■ WORK INSTRUCTIONS ■
Starting at the line with "Locate the face" in it, reproduce each line below through the last one, exactly, and include nothing else.

Begin

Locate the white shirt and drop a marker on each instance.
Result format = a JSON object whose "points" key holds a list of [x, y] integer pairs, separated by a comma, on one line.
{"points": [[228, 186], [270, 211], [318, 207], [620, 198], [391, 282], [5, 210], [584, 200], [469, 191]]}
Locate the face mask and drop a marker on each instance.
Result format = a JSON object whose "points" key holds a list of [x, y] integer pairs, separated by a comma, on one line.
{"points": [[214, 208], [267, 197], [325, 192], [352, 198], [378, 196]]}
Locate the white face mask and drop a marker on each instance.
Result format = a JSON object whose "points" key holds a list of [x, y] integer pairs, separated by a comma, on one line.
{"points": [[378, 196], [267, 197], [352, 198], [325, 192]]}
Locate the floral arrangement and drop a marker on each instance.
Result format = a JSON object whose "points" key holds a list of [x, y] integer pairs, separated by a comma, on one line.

End

■ EXERCISE RESULT ■
Locate the face mask and drop a marker on each instance.
Result format = a JSON object whose "points" key holds a list of [x, y] integer pairs, separated by a comma, on one line.
{"points": [[214, 208], [267, 197], [325, 192], [352, 198], [378, 196]]}
Locate the white face mask and drop a marker on each instance.
Result format = a JSON object whose "points" key holds a list of [x, y] integer pairs, separated by a comma, on one line.
{"points": [[378, 196], [267, 197], [352, 198], [325, 192]]}
Locate the floral arrangement and drop a marker on each instance.
Result format = a JSON object whose "points" key holds a list of [x, y] integer pairs, separated by a comma, on one line.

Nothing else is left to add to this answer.